E-bike road racing: will this really get more people on bikes?
A series of road races on the 'world's most advanced e-bikes' is coming in 2023. Will you be watching?
The first ever large-scale e-road racing series called the E-Bike Grand Prix (EBK GP) is slated to premier in Dubai in 2023, with subsequent electronic spectacles taking place the world over.
The series is claiming to take e-biking to the extreme, boasting the presence of the world’s most advanced e-bikes while “showcasing iconic landmarks and cultural sites,” all as part of a “high-speed, thrilling sporting spectacle.”
World-class racing aside, the Grand Prix is actually a clamor for environmental causes.
The EBK GP organizers' vision is to showcase technologically advanced e-bikes as a new way of moving around cities but in criterium-style races. Their mission is to “engage communities to create cleaner, greener healthier cities via the globally collaborative.”
Their message is that bikes are a clean, accessible way to get around and the folks at EBK GP seem to want to voice that first, and the sport of racing second.
E-road bike racing is of yet, unsanctioned but it could very well be next frontier of racing.
For a while, e-bike racing was all just fun and games. Some e-mountain bike fun held alongside downhill and enduro race events. But then the international sports governing body —the UCI— and the pros got involved.
The UCI officially sanctioned e-mountain bike racing on January 1, 2019, and subsequently, a string of Olympic gold medalists, Tour de France stage winners and other pros —the likes of Tom Pidcock, Peter Sagan and Julien Absalon— jumped at the opportunity to vie for the rainbow jersey, motor and all.

---

# REQUIRED ACTIONS:
1. List every professional rider the e-bike racing article names.
2. Write out the part of the e-bike racing article starting with "Their message is" and going on through "frontier of racing.", word for word.

# INFORMATION PROVIDED:
---

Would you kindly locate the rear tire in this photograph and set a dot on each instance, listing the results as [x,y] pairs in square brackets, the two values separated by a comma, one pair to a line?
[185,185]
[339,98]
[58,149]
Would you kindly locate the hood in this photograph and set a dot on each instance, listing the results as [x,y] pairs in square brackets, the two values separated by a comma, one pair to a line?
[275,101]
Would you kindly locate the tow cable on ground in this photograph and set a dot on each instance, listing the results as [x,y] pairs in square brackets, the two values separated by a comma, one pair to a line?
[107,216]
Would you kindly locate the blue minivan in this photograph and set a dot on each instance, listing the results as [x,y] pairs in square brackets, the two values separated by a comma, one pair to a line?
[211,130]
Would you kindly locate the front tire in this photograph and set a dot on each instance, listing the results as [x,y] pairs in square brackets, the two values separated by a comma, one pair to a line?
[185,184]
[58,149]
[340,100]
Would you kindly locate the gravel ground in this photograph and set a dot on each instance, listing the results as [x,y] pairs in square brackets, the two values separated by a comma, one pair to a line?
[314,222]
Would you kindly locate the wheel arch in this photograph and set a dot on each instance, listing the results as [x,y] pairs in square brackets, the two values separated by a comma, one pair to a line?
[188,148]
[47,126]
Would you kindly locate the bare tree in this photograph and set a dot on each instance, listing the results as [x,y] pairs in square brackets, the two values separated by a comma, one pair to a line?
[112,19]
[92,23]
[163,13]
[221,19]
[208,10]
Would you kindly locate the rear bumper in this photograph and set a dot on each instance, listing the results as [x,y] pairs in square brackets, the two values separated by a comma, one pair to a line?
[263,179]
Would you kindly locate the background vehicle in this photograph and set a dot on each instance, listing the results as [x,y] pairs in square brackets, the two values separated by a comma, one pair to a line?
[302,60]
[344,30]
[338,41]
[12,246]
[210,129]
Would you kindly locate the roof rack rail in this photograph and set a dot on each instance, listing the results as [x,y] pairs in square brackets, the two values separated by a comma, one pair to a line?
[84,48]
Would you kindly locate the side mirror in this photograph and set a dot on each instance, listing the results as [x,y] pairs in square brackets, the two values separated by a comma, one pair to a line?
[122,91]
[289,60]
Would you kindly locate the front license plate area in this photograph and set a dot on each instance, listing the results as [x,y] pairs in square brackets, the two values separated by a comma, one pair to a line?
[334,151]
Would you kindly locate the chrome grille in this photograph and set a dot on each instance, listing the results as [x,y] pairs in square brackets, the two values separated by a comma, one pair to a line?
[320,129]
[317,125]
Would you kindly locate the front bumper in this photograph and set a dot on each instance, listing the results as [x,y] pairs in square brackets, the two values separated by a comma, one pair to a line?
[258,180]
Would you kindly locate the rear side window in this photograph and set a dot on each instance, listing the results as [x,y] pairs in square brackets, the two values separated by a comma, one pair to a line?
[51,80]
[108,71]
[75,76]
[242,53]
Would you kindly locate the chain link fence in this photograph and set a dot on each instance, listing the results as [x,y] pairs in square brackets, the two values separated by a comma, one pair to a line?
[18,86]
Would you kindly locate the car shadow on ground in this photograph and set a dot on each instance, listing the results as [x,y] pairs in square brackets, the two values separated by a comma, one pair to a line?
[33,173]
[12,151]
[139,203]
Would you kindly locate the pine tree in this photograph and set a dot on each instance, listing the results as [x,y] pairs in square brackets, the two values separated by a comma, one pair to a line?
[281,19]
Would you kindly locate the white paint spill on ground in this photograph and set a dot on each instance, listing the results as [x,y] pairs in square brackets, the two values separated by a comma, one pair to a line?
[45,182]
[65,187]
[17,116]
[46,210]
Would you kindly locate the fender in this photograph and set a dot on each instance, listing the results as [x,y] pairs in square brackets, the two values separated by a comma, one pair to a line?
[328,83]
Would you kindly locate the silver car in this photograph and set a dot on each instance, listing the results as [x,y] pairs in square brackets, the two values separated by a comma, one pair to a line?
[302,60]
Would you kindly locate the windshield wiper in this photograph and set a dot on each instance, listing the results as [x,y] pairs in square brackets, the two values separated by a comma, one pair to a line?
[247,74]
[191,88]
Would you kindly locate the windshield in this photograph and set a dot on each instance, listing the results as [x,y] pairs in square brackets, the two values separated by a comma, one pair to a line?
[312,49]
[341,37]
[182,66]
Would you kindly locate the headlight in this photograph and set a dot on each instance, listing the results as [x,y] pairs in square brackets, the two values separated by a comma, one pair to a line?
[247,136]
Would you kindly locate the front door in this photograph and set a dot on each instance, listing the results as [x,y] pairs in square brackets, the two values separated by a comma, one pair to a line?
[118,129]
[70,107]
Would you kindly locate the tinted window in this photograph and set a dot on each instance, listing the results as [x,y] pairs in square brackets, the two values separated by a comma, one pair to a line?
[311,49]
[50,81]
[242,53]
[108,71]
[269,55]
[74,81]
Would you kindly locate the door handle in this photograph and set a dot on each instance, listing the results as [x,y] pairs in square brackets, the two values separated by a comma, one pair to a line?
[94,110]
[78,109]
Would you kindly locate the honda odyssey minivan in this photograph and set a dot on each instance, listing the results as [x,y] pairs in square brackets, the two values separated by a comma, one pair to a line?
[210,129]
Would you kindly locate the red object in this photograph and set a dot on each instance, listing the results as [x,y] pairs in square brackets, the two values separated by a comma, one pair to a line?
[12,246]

---

# PER-TASK ANSWERS:
1. Tom Pidcock, Peter Sagan, Julien Absalon

2.
Their message is that bikes are a clean, accessible way to get around and the folks at EBK GP seem to want to voice that first, and the sport of racing second.
E-road bike racing is of yet, unsanctioned but it could very well be next frontier of racing.